**TASK OBJECTIVE:**
Copy out the lines without changes, starting at the line that contains "Where can the ceiling" and continuing through the final line.

**DATASET:**
┄┄┄┄┄┄┄┄┄┄

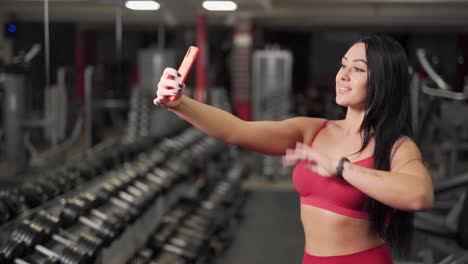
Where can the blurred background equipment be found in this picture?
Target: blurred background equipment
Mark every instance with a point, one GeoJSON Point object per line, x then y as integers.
{"type": "Point", "coordinates": [92, 172]}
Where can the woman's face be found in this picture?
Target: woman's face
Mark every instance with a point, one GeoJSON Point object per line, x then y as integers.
{"type": "Point", "coordinates": [351, 79]}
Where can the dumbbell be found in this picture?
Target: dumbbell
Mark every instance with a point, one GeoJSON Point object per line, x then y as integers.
{"type": "Point", "coordinates": [88, 243]}
{"type": "Point", "coordinates": [33, 195]}
{"type": "Point", "coordinates": [74, 210]}
{"type": "Point", "coordinates": [23, 238]}
{"type": "Point", "coordinates": [187, 246]}
{"type": "Point", "coordinates": [142, 256]}
{"type": "Point", "coordinates": [11, 249]}
{"type": "Point", "coordinates": [169, 257]}
{"type": "Point", "coordinates": [9, 206]}
{"type": "Point", "coordinates": [68, 255]}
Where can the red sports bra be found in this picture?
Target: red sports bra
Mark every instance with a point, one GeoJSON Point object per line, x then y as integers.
{"type": "Point", "coordinates": [330, 193]}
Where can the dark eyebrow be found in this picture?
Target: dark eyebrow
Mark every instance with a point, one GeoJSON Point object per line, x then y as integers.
{"type": "Point", "coordinates": [361, 60]}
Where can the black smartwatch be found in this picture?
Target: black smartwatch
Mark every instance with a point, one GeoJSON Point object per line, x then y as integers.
{"type": "Point", "coordinates": [339, 169]}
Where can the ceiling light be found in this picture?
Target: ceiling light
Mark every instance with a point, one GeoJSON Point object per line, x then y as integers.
{"type": "Point", "coordinates": [219, 5]}
{"type": "Point", "coordinates": [142, 5]}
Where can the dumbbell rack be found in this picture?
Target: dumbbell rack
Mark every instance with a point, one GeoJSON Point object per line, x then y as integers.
{"type": "Point", "coordinates": [176, 154]}
{"type": "Point", "coordinates": [198, 228]}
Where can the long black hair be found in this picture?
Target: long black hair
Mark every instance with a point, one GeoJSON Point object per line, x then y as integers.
{"type": "Point", "coordinates": [387, 119]}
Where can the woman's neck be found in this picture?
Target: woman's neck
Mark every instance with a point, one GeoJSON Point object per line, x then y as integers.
{"type": "Point", "coordinates": [352, 122]}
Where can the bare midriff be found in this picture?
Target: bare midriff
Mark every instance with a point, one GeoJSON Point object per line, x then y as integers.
{"type": "Point", "coordinates": [331, 234]}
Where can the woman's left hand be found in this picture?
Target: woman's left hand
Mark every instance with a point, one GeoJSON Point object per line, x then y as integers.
{"type": "Point", "coordinates": [317, 162]}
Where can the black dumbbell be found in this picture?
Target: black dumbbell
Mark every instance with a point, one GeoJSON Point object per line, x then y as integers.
{"type": "Point", "coordinates": [29, 233]}
{"type": "Point", "coordinates": [170, 257]}
{"type": "Point", "coordinates": [107, 232]}
{"type": "Point", "coordinates": [72, 210]}
{"type": "Point", "coordinates": [50, 224]}
{"type": "Point", "coordinates": [68, 255]}
{"type": "Point", "coordinates": [142, 256]}
{"type": "Point", "coordinates": [33, 195]}
{"type": "Point", "coordinates": [11, 250]}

┄┄┄┄┄┄┄┄┄┄

**EXERCISE RESULT:**
Where can the ceiling light be found in this picture?
Target: ceiling light
Mark every instance with a point, one GeoJSON Point object per line, x then y as integers.
{"type": "Point", "coordinates": [219, 5]}
{"type": "Point", "coordinates": [142, 5]}
Where can the dumbbell rack be found in this picture?
Target: dumbbell rack
Mark every instance with a point, one GeoJSON Point object per line, x then y as integers.
{"type": "Point", "coordinates": [176, 154]}
{"type": "Point", "coordinates": [198, 228]}
Where can the long black hair be found in this picture?
Target: long black hair
Mark every instance with a point, one GeoJSON Point object per line, x then y as integers.
{"type": "Point", "coordinates": [387, 119]}
Where can the woman's neck be found in this picture?
Target: woman's neck
Mark every instance with a point, one GeoJSON Point object per line, x then y as integers.
{"type": "Point", "coordinates": [352, 122]}
Where can the bare midriff be found in this picture?
Target: bare midriff
Mark every instance with a point, one GeoJSON Point object per line, x then y as integers.
{"type": "Point", "coordinates": [331, 234]}
Where can the woman's left hand be found in this picture?
Target: woman's left hand
Mark every instance with a point, one GeoJSON Point object per line, x then y as integers.
{"type": "Point", "coordinates": [317, 162]}
Where can the black dumbbell be found in this picture?
Target: black dumbbell
Mark every instance with a point, one GeoJSON Point object per line, x then y as integers.
{"type": "Point", "coordinates": [29, 233]}
{"type": "Point", "coordinates": [170, 257]}
{"type": "Point", "coordinates": [107, 232]}
{"type": "Point", "coordinates": [72, 210]}
{"type": "Point", "coordinates": [50, 224]}
{"type": "Point", "coordinates": [68, 255]}
{"type": "Point", "coordinates": [142, 256]}
{"type": "Point", "coordinates": [33, 195]}
{"type": "Point", "coordinates": [11, 250]}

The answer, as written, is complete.